L’Afrique est depuis quelques années la proie préférée des fonds vautours : ces fonds d’investissement privés qui extorquent en toute légalité des ressources financières vitales pour le développement des pays du Sud. Leur méthode : racheter à très bas prix, sur le marché secondaire de la dette, des dettes de pays en développement à leur insu pour ensuite les contraindre par voie judiciaire à les rembourser au prix fort, c’est à dire le montant initial des dettes, augmentées d’intérêts, de pénalités et de divers frais de justice. Ces prédateurs de la finance, basés majoritairement dans les paradis fiscaux, auraient déjà engrangé au minimum 2 milliards de dollars [1] et comptent bien poursuivre leur funeste entreprise, puisqu’ils traînent actuellement en justice une dizaine de pays africains dans une cinquantaine de procès [2]. Mais la Banque africaine de développement (BAD) a décidé de leur compliquer la tâche en enrayant leur stratégie judiciaire jusqu’ici imparable.
La Facilité africaine de soutien juridique : nouvel outil à la disposition des Etats « en danger »
La « Facilité africaine de soutien juridique » (en anglais ALSF : African Legal Support Facility ) désigne le Fonds international qui fournit l’assistance juridique aux Etats attaqués par les fonds vautours. Elle a été constituée le 29 juin 2009 à Tunis après deux ans de consultations et de négociations entre les États membres de la BAD et les grands cabinets d’avocats de Londres, Paris et New York. Son budget de départ est de 20 millions de dollars mais il pourrait rapidement monter à 30 millions de dollars [3].
Ce Fonds interviendra essentiellement à deux niveaux contre les fonds vautours. En amont, il financera la mise à disposition de services juridiques à travers des cabinets d’avocats pour négocier une réduction du montant de la créance réclamée par les fonds vautours. En cas d’échec des négociations, il financera, en aval, l’aide juridique au cours des procès intentés devant les tribunaux et les organes d’arbitrage. Ce financement prendra la forme de dons avec un plafond quant au montant maximum à allouer à chaque pays.
Ce nouveau dispositif est destiné aux 53 pays africains membres de la BAD qui en feraient la demande. Rappelons que la BAD regroupe au total 77 Etats dont des pays d’Amérique latine, victimes également des fonds vautours. Le continent sud-américain fut, en effet, le premier terrain de chasse de ces « fonds-charognards ». En 1999, le Pérou a été contraint par la Cour d’appel de New York à payer 58 millions de dollars au fonds vautour Elliott Associates pour une dette rachetée seulement à 11 millions de dollars. La même année, une juridiction étasunienne a condamné le Nicaragua à payer 87 millions de dollars pour une dette rachetée par le fonds Leucadia à 1,14 million de dollars, soit une plus-value de 7500% [4] !

-- Travail demandé --
Prolongez le texte sur les fonds vautours en Afrique au-delà de sa dernière phrase.

-- Extraits des entrées --
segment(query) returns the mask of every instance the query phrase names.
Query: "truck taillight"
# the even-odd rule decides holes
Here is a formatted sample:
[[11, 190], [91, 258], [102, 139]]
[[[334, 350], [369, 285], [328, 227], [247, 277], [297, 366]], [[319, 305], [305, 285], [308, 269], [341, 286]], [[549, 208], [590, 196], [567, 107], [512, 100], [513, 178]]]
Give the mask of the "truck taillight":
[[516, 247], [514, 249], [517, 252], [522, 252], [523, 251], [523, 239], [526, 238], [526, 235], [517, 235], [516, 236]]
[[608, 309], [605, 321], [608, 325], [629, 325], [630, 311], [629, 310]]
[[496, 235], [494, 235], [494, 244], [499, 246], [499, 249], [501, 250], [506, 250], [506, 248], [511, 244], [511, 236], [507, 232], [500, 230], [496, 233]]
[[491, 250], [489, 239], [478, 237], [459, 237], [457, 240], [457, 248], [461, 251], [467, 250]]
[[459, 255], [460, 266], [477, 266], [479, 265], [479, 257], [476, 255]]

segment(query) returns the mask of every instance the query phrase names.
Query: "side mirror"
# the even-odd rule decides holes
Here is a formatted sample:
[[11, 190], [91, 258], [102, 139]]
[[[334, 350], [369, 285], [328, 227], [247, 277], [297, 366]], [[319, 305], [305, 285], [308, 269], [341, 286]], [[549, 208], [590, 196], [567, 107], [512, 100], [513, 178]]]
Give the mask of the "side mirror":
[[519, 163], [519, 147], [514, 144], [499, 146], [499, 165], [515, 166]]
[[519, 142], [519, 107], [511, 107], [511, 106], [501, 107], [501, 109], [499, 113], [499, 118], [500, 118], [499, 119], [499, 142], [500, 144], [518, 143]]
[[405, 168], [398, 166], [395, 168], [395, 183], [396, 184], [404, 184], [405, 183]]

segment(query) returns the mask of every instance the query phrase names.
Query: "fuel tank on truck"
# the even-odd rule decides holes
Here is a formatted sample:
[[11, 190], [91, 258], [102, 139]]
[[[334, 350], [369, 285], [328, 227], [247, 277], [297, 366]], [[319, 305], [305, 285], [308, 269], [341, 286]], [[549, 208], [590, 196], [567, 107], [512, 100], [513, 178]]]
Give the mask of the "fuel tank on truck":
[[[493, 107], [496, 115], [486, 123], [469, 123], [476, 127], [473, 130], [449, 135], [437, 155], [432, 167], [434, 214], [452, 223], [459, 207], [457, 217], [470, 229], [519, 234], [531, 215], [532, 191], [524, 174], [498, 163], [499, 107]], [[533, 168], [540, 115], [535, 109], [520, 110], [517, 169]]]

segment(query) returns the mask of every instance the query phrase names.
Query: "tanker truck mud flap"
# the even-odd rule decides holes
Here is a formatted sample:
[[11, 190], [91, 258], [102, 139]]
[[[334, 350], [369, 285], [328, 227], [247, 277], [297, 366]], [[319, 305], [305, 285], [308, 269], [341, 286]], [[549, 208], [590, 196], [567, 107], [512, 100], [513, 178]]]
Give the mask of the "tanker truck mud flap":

-- Réponse rédigée --
L’Afrique s’organise face aux fonds vautours : une nécessité dans un contexte de crise globale et de future crise de la dette
Dans le contexte actuel de crise systémique mondiale qui touchera le continent africain encore plus violemment que les autres [5], l’initiative de la BAD qui, rappelons le, est une banque régionale de développement appliquant à l’échelle du continent les même politiques que la Banque mondiale, devrait seulement permettre de soulager un peu les pays pris dans les griffes des fonds vautours en réduisant les montants escomptés par ces derniers. Dans le meilleur des cas, elle pourrait même aboutir à quelques décisions de justice leur refusant le titre de créanciers (si les juges décident de sanctionner des manœuvres de corruption prouvées, par exemple) et ainsi stopper une longue série de victoires judiciaires remportées par les fonds vautours.
Le dernier exemple en date opposait la RD Congo à FG Hemisphere, dont le siège se trouve dans l’Etat américain du Delaware. L’affaire remonte à septembre 2004, date du rachat par ce fonds vautour d’une créance de 18 millions de dollars envers la SNEL (l’entreprise publique d’électricité de RD Congo). La dette de la SNEL datait des années 1980 à l’époque de la dictature de Mobutu. En 2007, la justice étasunienne oblige la RD Congo à payer 104 millions de dollars. Fort de cette décision de justice, FG Hémisphère cherche à obtenir la saisie de biens appartenant à l’Etat congolais pour se faire rembourser les 104 millions de dollars. En janvier 2009, le tribunal sud-africain l’a finalement autorisé à saisir pendant les 15 prochaines années les recettes escomptées par la SNEL sur le courant vendu à l’Afrique du Sud, estimées à 105 millions de dollars [6].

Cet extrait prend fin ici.